### Stored data
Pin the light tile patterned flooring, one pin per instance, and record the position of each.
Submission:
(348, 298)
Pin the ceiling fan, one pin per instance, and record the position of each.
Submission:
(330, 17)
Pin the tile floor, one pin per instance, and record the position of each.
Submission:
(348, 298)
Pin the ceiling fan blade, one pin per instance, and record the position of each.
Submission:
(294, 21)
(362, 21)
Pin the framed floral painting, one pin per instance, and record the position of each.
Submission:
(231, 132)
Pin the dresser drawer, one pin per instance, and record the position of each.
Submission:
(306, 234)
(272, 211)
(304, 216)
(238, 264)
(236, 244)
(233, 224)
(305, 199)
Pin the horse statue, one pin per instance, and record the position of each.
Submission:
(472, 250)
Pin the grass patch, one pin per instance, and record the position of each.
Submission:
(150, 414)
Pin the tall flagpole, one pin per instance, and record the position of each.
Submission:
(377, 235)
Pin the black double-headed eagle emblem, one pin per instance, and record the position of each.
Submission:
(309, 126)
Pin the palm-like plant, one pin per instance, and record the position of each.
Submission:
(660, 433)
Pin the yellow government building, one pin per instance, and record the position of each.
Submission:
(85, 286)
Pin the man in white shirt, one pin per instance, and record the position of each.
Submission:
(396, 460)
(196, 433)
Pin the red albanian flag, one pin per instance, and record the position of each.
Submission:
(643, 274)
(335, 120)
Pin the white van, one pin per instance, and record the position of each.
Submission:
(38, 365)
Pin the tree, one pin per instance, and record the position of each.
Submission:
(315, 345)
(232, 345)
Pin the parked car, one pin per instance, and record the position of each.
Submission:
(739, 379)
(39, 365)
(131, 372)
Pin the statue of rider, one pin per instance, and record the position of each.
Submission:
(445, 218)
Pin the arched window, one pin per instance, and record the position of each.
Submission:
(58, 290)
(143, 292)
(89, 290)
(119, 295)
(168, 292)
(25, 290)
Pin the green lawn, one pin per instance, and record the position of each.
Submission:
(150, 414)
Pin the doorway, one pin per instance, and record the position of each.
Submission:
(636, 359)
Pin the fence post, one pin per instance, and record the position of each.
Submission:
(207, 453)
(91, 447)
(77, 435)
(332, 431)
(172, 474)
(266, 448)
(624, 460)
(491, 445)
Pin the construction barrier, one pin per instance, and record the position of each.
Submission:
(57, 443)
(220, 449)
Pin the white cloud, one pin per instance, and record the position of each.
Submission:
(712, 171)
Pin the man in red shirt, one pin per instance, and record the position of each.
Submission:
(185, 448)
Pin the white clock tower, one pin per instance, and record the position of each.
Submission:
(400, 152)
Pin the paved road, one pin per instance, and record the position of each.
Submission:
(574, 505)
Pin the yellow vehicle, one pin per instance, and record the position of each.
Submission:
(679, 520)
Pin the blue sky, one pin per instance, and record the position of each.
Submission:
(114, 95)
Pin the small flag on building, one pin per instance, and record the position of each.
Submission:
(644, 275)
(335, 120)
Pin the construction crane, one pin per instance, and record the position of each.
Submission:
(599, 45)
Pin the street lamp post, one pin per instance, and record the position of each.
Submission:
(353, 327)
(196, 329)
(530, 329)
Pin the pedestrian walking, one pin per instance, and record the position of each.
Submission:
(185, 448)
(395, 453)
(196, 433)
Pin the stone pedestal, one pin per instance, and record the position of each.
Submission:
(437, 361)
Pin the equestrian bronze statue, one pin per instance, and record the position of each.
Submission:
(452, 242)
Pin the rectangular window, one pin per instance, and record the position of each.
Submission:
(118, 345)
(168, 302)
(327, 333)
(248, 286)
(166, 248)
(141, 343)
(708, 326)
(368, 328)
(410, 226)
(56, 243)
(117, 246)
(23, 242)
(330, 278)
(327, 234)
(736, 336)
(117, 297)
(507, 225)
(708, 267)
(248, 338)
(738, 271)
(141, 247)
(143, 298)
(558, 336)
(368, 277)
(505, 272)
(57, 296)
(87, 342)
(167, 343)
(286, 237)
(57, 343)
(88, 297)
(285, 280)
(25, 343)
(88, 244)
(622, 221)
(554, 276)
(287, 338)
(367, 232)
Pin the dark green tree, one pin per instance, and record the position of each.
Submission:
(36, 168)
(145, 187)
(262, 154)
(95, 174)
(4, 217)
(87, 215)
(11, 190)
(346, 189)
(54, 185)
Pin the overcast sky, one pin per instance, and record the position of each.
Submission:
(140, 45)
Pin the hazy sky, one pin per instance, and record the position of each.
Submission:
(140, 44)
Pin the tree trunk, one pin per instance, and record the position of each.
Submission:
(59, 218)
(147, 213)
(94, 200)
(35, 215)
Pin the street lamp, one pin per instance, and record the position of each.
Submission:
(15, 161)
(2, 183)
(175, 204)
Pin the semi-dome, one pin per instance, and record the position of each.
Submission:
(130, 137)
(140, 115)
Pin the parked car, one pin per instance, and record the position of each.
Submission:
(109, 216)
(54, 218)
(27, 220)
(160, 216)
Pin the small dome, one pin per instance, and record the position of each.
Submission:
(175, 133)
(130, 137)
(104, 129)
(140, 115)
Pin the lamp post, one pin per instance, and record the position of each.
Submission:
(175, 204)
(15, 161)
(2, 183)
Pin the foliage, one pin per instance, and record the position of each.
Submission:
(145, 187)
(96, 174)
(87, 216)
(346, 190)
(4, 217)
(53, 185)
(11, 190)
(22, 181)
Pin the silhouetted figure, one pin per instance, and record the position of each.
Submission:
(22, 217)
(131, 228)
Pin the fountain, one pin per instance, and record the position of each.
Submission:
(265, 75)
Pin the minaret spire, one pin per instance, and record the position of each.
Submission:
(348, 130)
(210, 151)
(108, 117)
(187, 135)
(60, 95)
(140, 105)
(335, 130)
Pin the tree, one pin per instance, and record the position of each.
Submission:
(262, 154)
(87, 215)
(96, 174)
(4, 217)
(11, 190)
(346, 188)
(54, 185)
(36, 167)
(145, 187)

### What to work on
Gather every line from the entries above where the word "construction" appears, and copy them.

### Written response
Pin the construction barrier, one pin per instance, and record the position of each.
Pin the construction crane, one pin per instance, and record the position of each.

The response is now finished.